# [Как выполнить]
Перепишите из фрагмента о профессоре Николае Степановиче дословно отрывок, начиная со слов «Трудно не уловить» и заканчивая словами «себе и другим.» включительно.

# [Фрагмент для чтения]

Не отказываясь от просветительских традиций 60-х годов, Николай Степанович начинает чувствовать некоторые существенные «недочеты» своего миросозерцания, сложившегося, безусловно, в духе естественно-научного просветительства. В условиях острой и напряженной идейной борьбы, развернувшейся в 80-х годах, когда исповедание только одних естественно-научных догматов было совершенно недостаточным, чтобы успешно бороться с наседающей идейной реакцией, когда упорное отсиживание в «бастионах» чистой науки превращалось в общественный индифферентизм, совершенно естественно, что мировоззрение, выросшее на просветительстве писаревского толка, должно было потерпеть крушение.
Что мы имеем в виду, говоря об «изъянах» в просветительстве Николая Степановича? Прежде всего слепое поклонение профессора своей науке, при котором «судьбы костного мозга» его интересуют больше, чем «конечная цель мироздания», а затем, как следствие, полное равнодушие к вопросам политики. Уже на закате своей жизни он с грустью признается: «...с моим именем тесно связано понятие о человеке знаменитом, богато одаренном и несомненно полезном. Я трудолюбив и вынослив, как верблюд, а это важно, и талантлив, а это еще важнее. К тому же, к слову сказать, я воспитанный, скромный и честный малый. Никогда я не совал своего носа в литературу и в политику, не искал популярности в полемике с невеждами, не читал речей ни на обедах, ни на могилах своих товарищей... Вообще на моем ученом имени нет ни одного пятна и пожаловаться ему не на что. Оно счастливо» (7, 225).
Трудно не уловить в этом признании иронической ноты. Больше того, профессор, в котором уже проснулся дух протеста, признание это делает в самоиздевательском тоне. С этой целью А.П. Чехов подбирает такие выражения, как «верблюд», «честный малый», «к слову сказать», «не совал носа»; с этой целью он заставляет профессора, характеризующего свое имя, обратиться к самодовольно-пошленьким словам: «оно счастливо».
Не заметив отмеченного тона, нельзя понять в образе Николая Степановича ведущего «настроения», тех противоречий, из которых он и сам не всегда удачно выпутывается, постоянно «виляя перед самим собой»11.
Профессор пришел к убеждению, что безнаказанно не «совать носа» в политику нельзя, но он боится прямо признаться в этом самому себе и другим.

# [Выборка записей]
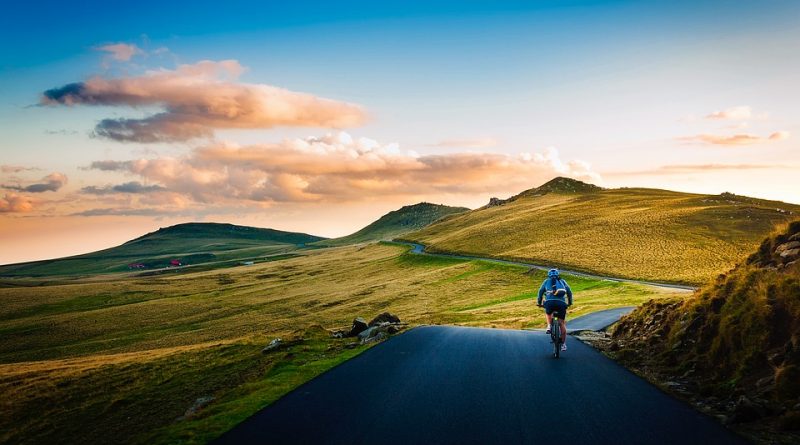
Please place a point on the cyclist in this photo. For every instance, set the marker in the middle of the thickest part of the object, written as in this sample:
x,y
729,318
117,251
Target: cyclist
x,y
554,290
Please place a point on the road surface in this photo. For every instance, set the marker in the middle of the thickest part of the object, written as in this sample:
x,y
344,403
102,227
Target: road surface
x,y
597,321
419,249
456,385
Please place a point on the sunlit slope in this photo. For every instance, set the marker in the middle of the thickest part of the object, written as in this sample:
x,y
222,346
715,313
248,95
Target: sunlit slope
x,y
119,360
631,232
191,243
397,223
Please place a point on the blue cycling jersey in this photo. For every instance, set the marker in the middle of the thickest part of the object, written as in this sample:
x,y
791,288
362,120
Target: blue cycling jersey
x,y
554,288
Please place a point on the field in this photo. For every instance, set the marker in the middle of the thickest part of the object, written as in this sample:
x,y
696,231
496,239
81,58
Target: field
x,y
191,244
121,358
646,234
396,223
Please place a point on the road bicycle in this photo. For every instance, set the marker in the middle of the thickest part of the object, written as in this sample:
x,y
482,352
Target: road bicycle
x,y
555,333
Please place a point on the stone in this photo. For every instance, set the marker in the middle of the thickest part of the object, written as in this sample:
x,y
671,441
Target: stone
x,y
791,253
494,202
788,246
273,345
359,326
377,337
197,406
385,317
367,333
746,410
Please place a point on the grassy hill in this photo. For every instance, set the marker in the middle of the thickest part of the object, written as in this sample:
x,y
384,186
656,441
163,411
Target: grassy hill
x,y
638,233
397,223
190,244
735,344
119,359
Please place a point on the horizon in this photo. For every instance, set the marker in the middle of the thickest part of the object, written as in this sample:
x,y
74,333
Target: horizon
x,y
117,244
319,118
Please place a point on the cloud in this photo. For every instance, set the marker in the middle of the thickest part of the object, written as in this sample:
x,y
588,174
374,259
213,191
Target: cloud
x,y
736,139
466,143
198,99
122,52
779,136
50,183
15,168
693,168
14,203
735,113
128,187
338,167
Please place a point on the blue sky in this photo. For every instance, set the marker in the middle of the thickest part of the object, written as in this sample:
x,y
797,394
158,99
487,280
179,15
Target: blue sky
x,y
630,89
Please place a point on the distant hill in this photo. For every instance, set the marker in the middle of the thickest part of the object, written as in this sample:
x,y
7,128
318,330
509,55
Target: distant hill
x,y
735,343
639,233
397,223
184,244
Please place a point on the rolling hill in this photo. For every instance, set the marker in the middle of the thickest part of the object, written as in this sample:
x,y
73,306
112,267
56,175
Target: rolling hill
x,y
187,244
735,344
397,223
638,233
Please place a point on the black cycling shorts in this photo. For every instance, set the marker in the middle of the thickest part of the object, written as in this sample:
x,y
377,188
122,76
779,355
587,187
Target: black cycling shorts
x,y
559,306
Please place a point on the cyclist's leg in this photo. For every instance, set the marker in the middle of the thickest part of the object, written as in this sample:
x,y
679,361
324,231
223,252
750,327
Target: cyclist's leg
x,y
563,322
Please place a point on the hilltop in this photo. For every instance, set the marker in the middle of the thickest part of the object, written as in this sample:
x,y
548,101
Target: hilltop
x,y
735,344
182,244
397,223
637,233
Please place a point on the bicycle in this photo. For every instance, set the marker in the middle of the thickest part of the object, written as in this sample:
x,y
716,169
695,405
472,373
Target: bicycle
x,y
555,333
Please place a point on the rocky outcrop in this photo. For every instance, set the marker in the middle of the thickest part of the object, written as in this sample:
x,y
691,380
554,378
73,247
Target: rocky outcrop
x,y
494,202
359,325
380,327
385,317
733,348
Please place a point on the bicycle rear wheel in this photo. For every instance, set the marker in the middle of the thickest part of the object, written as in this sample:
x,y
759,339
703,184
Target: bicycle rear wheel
x,y
556,336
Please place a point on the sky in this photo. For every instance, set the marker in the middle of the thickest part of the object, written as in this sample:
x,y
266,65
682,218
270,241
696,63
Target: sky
x,y
320,117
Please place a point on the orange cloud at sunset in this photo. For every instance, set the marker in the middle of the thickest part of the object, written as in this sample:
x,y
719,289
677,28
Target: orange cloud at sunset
x,y
198,99
338,168
12,202
736,139
120,51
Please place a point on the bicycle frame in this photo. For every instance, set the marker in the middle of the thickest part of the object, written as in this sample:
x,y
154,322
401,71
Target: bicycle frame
x,y
555,334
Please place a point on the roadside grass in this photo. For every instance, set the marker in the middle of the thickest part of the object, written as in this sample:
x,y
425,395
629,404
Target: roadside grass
x,y
121,359
643,234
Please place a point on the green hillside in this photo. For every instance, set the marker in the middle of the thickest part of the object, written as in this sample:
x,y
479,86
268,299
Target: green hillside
x,y
120,359
189,244
635,233
735,344
397,223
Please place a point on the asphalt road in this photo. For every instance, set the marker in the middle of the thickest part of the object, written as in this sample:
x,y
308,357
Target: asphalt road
x,y
599,320
419,249
455,385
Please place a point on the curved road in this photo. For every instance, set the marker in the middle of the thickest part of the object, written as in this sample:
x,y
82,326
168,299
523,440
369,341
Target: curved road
x,y
419,249
455,385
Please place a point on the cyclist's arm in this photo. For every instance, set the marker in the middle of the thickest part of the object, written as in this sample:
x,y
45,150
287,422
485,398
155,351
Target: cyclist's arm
x,y
542,290
569,292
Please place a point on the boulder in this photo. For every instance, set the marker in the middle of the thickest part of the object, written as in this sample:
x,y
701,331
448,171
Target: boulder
x,y
359,326
273,345
377,337
791,253
367,333
787,246
197,406
385,317
746,410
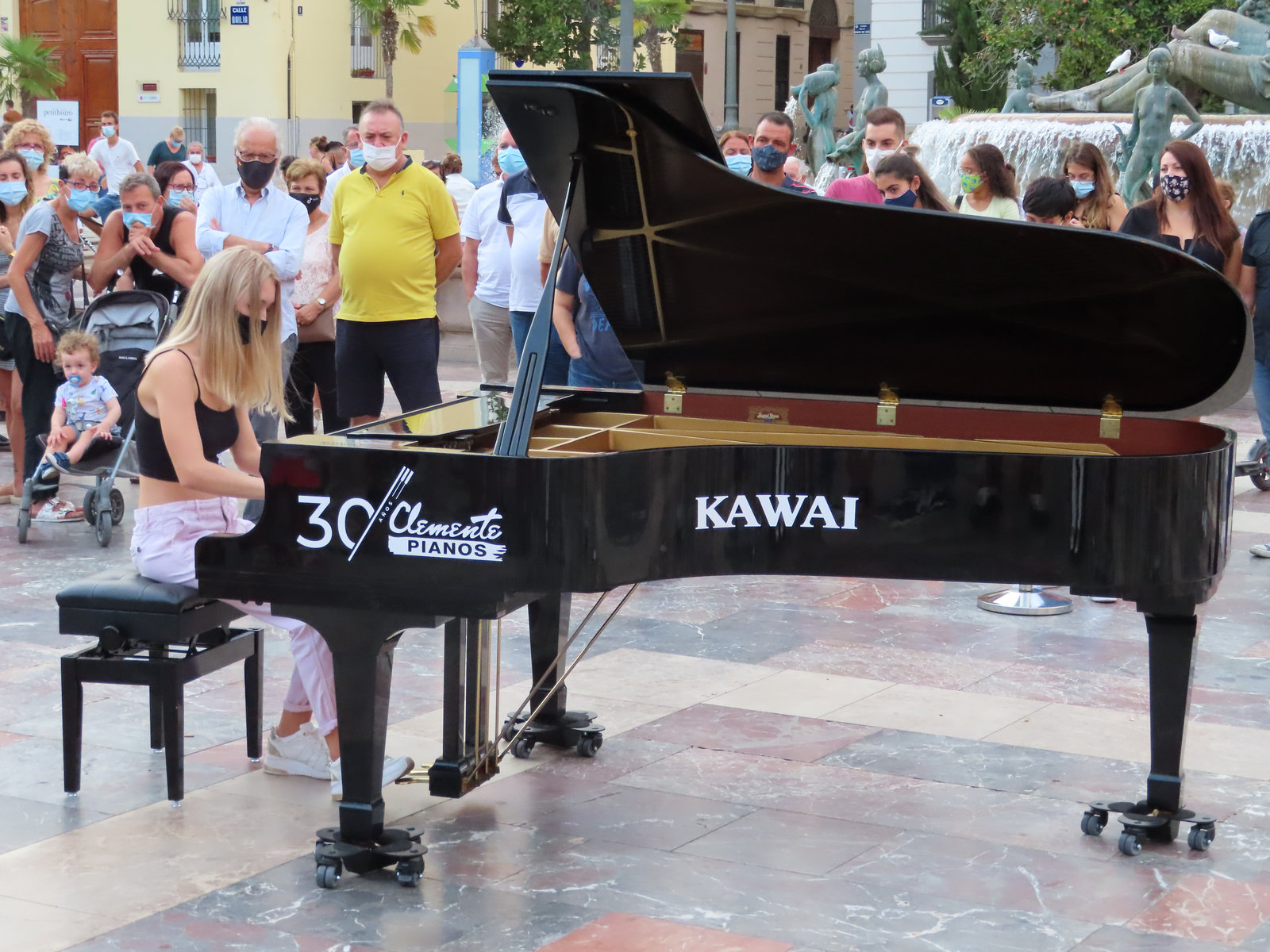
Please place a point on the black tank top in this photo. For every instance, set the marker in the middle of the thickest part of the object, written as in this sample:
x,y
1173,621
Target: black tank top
x,y
217,429
144,276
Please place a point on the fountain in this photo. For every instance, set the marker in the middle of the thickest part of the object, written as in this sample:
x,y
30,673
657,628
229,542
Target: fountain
x,y
1237,148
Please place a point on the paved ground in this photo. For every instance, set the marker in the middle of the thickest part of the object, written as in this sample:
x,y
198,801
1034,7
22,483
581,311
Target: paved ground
x,y
812,765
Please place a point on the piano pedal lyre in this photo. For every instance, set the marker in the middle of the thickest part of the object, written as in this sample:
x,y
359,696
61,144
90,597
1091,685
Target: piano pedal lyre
x,y
888,406
675,391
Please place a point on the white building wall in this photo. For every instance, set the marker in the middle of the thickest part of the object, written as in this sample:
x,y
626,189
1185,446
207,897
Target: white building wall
x,y
910,59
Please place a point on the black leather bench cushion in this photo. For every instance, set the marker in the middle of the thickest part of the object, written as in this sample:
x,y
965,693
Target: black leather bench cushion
x,y
137,606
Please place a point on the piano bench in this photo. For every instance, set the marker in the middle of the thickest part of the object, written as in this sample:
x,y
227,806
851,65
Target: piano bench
x,y
159,635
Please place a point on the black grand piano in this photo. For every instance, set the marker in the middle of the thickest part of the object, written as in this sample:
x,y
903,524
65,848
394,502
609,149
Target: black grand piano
x,y
829,390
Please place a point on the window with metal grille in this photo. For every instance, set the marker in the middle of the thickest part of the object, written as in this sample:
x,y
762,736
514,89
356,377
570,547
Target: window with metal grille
x,y
198,118
200,32
783,71
365,55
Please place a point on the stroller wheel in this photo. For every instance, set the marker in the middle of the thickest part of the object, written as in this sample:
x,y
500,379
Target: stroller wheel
x,y
105,528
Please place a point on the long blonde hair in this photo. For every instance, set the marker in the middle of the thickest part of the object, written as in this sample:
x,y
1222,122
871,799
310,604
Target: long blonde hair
x,y
241,374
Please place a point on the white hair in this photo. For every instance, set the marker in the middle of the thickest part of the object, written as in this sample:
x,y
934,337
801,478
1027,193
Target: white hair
x,y
257,122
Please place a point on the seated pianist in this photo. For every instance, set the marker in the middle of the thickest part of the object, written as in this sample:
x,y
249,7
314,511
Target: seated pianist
x,y
222,359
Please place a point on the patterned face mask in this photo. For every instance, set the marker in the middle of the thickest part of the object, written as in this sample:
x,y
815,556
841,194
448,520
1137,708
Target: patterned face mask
x,y
1176,187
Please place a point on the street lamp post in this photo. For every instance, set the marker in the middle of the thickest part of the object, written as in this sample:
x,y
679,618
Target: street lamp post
x,y
730,113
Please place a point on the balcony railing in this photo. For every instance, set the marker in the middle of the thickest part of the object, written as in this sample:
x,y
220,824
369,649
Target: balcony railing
x,y
366,56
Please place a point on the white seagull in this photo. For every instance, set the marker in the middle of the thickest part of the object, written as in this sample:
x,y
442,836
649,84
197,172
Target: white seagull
x,y
1221,41
1121,61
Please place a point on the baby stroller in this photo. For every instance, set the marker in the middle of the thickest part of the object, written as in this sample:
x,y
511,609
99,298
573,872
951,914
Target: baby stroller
x,y
129,324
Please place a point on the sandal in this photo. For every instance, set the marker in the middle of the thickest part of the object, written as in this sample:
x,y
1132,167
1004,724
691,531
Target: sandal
x,y
57,511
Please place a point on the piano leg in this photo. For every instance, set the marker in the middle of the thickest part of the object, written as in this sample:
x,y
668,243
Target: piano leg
x,y
554,724
362,683
1172,651
467,757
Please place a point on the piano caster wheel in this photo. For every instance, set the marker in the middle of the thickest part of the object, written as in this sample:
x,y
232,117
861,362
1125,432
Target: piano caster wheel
x,y
1092,824
522,748
410,873
1130,844
328,876
1202,837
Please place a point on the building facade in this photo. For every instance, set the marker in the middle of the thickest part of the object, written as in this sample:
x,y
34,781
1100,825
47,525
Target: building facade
x,y
779,44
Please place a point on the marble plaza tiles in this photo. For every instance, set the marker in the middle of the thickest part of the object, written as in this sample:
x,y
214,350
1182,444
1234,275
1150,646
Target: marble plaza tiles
x,y
791,766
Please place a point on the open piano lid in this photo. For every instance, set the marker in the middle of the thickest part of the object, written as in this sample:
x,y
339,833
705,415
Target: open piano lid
x,y
733,285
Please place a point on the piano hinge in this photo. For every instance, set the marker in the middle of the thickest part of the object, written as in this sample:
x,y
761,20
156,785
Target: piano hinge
x,y
1109,424
888,404
675,391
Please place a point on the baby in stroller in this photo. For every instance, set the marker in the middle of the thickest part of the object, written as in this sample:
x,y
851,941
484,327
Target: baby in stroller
x,y
84,408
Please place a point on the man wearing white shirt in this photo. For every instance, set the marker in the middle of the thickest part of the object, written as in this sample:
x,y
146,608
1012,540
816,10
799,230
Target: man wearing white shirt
x,y
205,175
117,158
353,144
488,274
256,213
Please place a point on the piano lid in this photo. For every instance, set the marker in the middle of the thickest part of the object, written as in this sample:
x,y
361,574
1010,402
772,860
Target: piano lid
x,y
733,285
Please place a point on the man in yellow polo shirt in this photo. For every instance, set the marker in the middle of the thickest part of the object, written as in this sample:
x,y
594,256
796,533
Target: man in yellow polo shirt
x,y
394,236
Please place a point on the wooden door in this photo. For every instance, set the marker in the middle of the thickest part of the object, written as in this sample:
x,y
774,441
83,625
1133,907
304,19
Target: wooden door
x,y
86,44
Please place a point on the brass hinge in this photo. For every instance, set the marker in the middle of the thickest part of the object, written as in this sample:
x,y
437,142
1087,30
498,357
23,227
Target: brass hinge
x,y
675,391
1109,424
888,404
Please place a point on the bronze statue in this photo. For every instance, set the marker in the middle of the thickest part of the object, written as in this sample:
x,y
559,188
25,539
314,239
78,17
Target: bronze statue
x,y
849,150
1026,75
818,99
1153,111
1238,74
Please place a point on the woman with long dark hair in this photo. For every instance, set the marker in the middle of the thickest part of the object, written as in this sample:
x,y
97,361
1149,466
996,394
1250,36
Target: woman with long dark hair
x,y
1187,213
988,186
903,182
1098,205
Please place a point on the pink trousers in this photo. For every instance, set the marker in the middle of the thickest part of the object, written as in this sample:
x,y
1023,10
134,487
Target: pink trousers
x,y
163,549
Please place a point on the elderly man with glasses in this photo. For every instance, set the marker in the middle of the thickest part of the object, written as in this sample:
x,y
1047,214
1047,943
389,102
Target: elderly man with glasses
x,y
258,215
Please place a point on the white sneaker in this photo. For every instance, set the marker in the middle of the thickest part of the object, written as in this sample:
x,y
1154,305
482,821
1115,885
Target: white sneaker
x,y
300,754
394,767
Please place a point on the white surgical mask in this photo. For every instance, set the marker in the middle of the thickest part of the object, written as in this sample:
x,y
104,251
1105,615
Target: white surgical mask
x,y
380,158
876,155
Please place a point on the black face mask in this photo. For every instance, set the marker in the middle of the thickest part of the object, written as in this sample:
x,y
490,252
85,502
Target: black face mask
x,y
309,202
257,175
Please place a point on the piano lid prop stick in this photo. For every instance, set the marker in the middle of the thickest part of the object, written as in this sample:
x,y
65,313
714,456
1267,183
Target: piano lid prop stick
x,y
399,484
560,657
514,436
568,670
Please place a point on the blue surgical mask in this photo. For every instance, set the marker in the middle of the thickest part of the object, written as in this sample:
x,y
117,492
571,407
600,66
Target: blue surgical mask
x,y
13,192
80,200
511,160
768,158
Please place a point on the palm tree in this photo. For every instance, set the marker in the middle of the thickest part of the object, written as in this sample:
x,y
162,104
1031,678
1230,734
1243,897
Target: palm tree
x,y
657,18
398,23
27,70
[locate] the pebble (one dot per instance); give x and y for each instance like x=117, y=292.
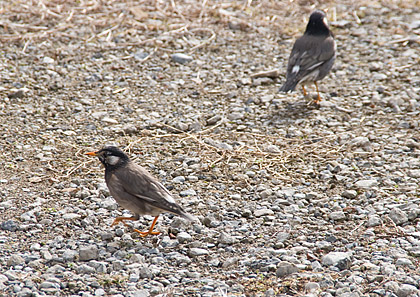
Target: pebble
x=263, y=212
x=337, y=215
x=406, y=290
x=183, y=237
x=374, y=220
x=334, y=258
x=186, y=193
x=366, y=184
x=88, y=253
x=398, y=216
x=350, y=194
x=181, y=58
x=195, y=252
x=9, y=225
x=15, y=260
x=285, y=268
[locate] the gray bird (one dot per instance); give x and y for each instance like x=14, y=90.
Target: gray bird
x=135, y=189
x=312, y=55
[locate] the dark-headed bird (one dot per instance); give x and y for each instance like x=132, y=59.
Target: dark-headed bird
x=312, y=55
x=135, y=189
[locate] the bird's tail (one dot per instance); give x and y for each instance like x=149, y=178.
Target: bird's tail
x=289, y=85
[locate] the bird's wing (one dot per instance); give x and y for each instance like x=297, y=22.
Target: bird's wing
x=137, y=183
x=308, y=54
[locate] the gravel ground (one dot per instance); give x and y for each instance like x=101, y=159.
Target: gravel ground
x=293, y=198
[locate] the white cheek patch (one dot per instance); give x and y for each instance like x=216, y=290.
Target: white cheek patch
x=112, y=160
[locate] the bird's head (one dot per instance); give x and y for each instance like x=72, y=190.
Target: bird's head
x=110, y=156
x=318, y=24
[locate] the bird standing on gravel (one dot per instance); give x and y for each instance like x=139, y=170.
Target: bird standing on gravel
x=312, y=56
x=135, y=189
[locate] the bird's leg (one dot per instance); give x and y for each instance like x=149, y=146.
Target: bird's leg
x=150, y=232
x=304, y=91
x=318, y=99
x=122, y=219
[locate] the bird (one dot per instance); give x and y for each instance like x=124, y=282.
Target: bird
x=312, y=55
x=135, y=189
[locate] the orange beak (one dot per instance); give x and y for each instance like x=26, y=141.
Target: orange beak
x=91, y=153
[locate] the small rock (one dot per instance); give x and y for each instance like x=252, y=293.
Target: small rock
x=403, y=262
x=360, y=141
x=213, y=120
x=285, y=268
x=263, y=212
x=374, y=220
x=349, y=194
x=88, y=253
x=9, y=225
x=337, y=215
x=398, y=216
x=69, y=255
x=183, y=237
x=179, y=180
x=225, y=238
x=189, y=192
x=366, y=183
x=194, y=252
x=334, y=258
x=406, y=290
x=15, y=260
x=312, y=287
x=230, y=262
x=181, y=58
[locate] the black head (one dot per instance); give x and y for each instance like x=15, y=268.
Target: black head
x=317, y=24
x=111, y=156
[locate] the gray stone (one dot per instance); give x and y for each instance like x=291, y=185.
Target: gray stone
x=138, y=293
x=312, y=287
x=225, y=238
x=183, y=237
x=195, y=252
x=406, y=290
x=366, y=183
x=360, y=141
x=69, y=255
x=9, y=225
x=337, y=215
x=145, y=272
x=15, y=260
x=349, y=194
x=374, y=220
x=100, y=292
x=403, y=262
x=398, y=216
x=263, y=212
x=88, y=253
x=179, y=179
x=334, y=258
x=230, y=262
x=71, y=216
x=86, y=269
x=181, y=58
x=189, y=192
x=285, y=268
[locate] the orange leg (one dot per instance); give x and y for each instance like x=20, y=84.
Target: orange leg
x=122, y=219
x=318, y=99
x=304, y=91
x=150, y=232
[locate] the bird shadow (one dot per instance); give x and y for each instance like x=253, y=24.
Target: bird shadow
x=293, y=110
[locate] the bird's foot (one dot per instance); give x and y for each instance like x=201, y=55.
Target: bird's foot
x=144, y=234
x=122, y=220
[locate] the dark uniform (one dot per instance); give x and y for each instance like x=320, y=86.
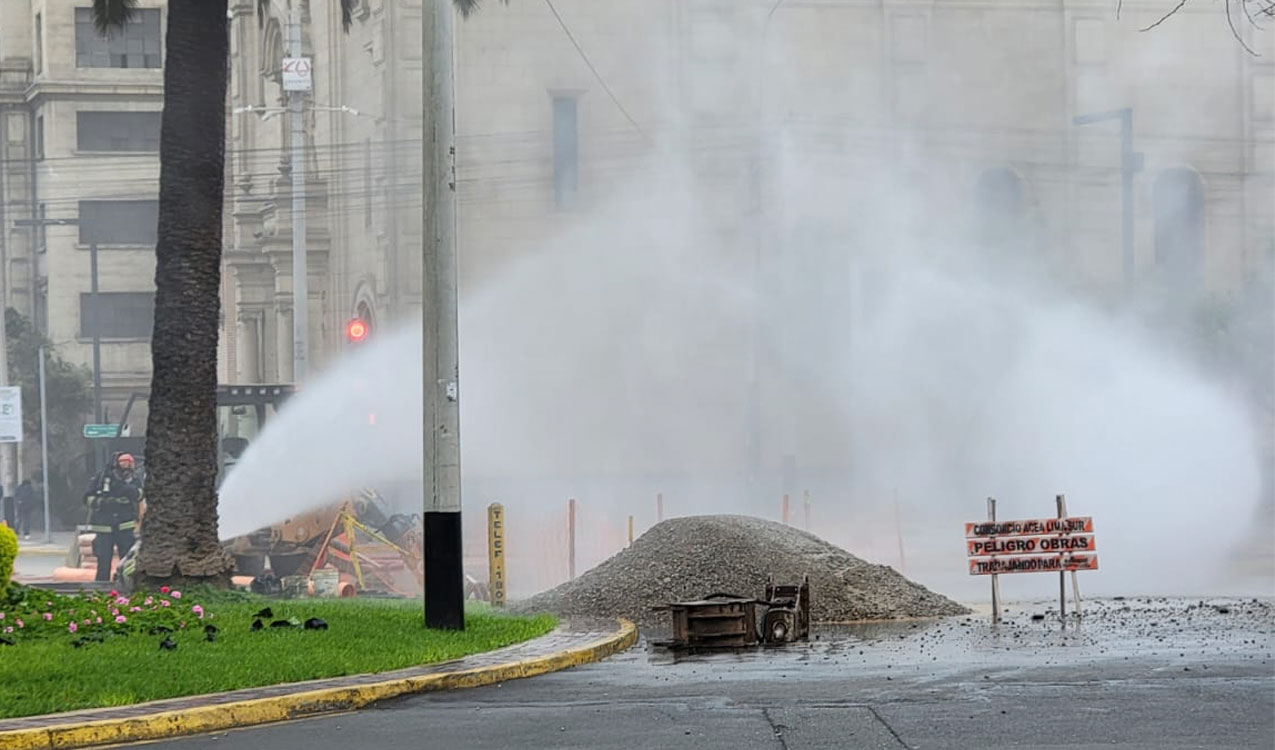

# [Результат задания]
Трудно не уловить в этом признании иронической ноты. Больше того, профессор, в котором уже проснулся дух протеста, признание это делает в самоиздевательском тоне. С этой целью А.П. Чехов подбирает такие выражения, как «верблюд», «честный малый», «к слову сказать», «не совал носа»; с этой целью он заставляет профессора, характеризующего свое имя, обратиться к самодовольно-пошленьким словам: «оно счастливо».
Не заметив отмеченного тона, нельзя понять в образе Николая Степановича ведущего «настроения», тех противоречий, из которых он и сам не всегда удачно выпутывается, постоянно «виляя перед самим собой»11.
Профессор пришел к убеждению, что безнаказанно не «совать носа» в политику нельзя, но он боится прямо признаться в этом самому себе и другим.